[TEXT — start]

This week, Futures is delighted to welcome Griffin Ayaz Tyree with his story Surrogate. Based in San Diego, Griffin is a psychiatry-bound medical student (when he’s not writing sci-fi). You can find out more about him by following him on Twitter. Here, he reveals the creative process behind his latest tale — as ever, it pays to read the story first.
Writing Surrogate
When I sit down to write — which I don’t do nearly as much as I’d like to — I often find my stories revolve around themes of death and grieving. Part of that is professional: I spent a great deal of the past two years rotating through a large hospital system. As one can imagine, with the quality of medical care as it is, the vast majority of patients recover. Very few patients die — but some extremely ill people skirt the boundary between life and death for a time. Many more receive diagnoses that mean the end of their lives as they know it, and have to grieve for a part of themselves. And always on the wards, there’s an understanding that death and illness are inescapable parts of life itself. I suppose that makes everything else more precious.
Another part of my fixation on morbid themes is personal: my father recently passed away after a long illness. And I have not known grief to be a neat linear path, with a clear beginning and end. I’ve known it to be a wet, snaking thing that seeps into the heart and bubbles up in spurts at the most bizarre provocations: an old e-mail or a catch of song.
But what if we never had to grieve? That’s the question at the heart of Surrogate.
Science fiction is fertile ground for ideas about delaying, or even preventing, human death. The one that figures prominently in Surrogate is the connectome: a digital map of neural connections in the human brain, theoretically able to preserve someone’s consciousness post-mortem. It’s a fascinating concept, and even if it were feasible in its current form (it’s not), it would raise a slew of deeply existential questions — among them, is a digital copy equivalent to the real thing? Or is there no ‘real’ thing beyond a pattern of thought?

[TEXT — finish]
[DATA SUPPLIED — start]

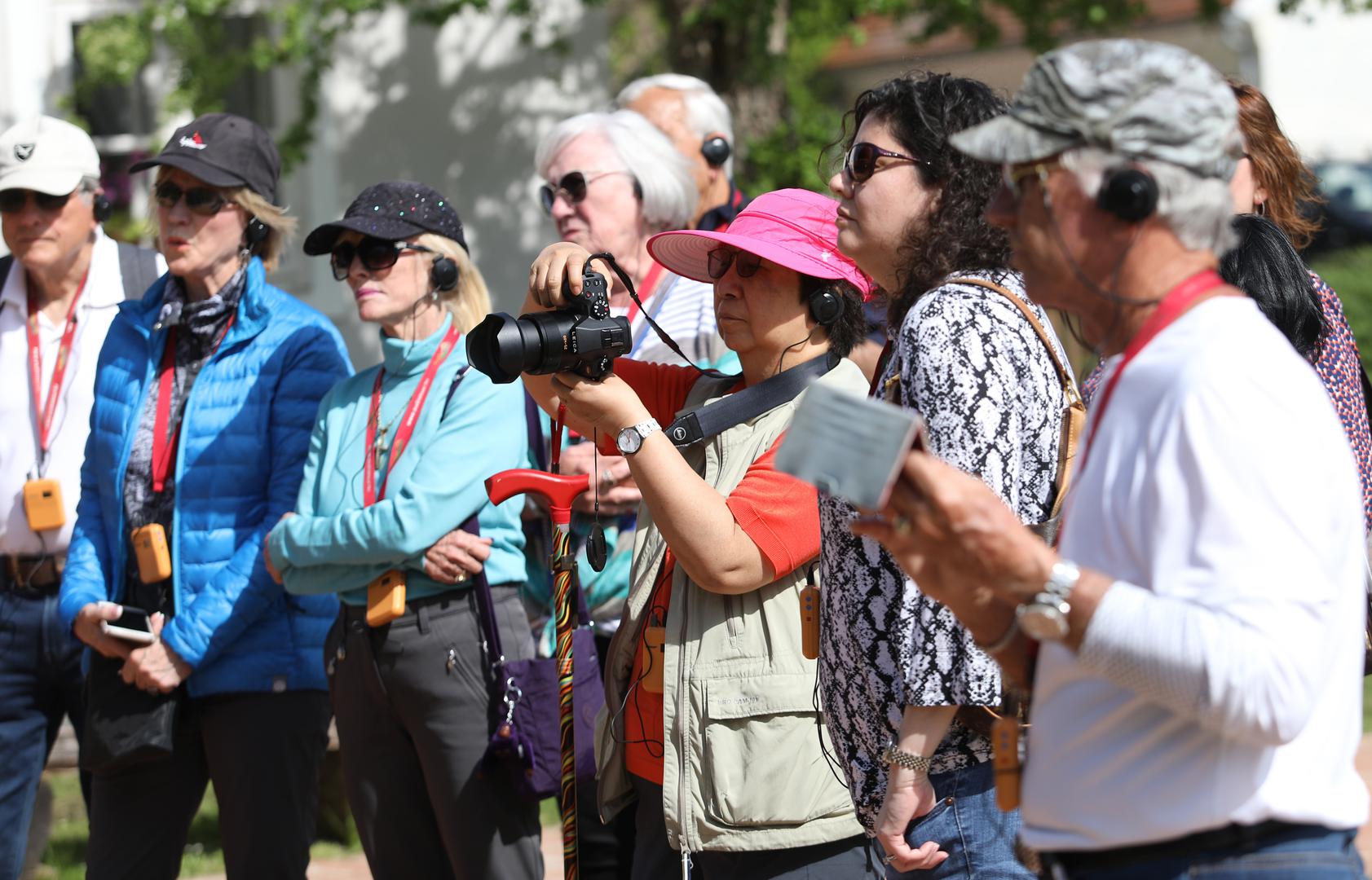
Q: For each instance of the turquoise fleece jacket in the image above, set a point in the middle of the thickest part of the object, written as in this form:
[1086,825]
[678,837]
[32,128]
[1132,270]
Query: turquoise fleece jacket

[DATA SUPPLIED — finish]

▶ APPLY WHAT YOU READ
1 - In the essay on writing Surrogate, transcribe the passage from "This week, Futures" up to and including "the story first.".
2 - List every proper name that appears in the essay on writing Surrogate, including people, places, publications, online services and story titles.
3 - Supply the next part of the essay on writing Surrogate, beginning after its final sentence.

▶ RESULTS OF THE EXERCISE
1 -
This week, Futures is delighted to welcome Griffin Ayaz Tyree with his story Surrogate. Based in San Diego, Griffin is a psychiatry-bound medical student (when he’s not writing sci-fi). You can find out more about him by following him on Twitter. Here, he reveals the creative process behind his latest tale — as ever, it pays to read the story first.

2 - Futures, Griffin Ayaz Tyree, Surrogate, San Diego, Twitter

3 -
A lot of ink has been spilled (er, printed) grappling with those issues, with no clear resolution. So in the absence of any certainty that ‘we’ would persist after an upload, is the goal of connectomics to preventing our own non-existence at the time of death, or to comfort the living — to prevent them from ever having to confront the reality of death? That’s the central theme I wanted to explore.
Secondarily, I wanted to imagine how a society where mind-uploading is commonplace would rearrange itself, socially and economically. There are shades of gig mentality, customer service and spirit possession stitched together into the titular profession. Admittedly, I projected a major struggle of many health-care providers (especially those who work in intensive care settings) onto the narrator — namely, for someone regularly exposed to matters of life and death, the act of balancing the emotional weight of their experiences with the need to function.
So there you have it; a bit of a thematic mash-up, but in any case I hope it was an enjoyable and thought-provoking read!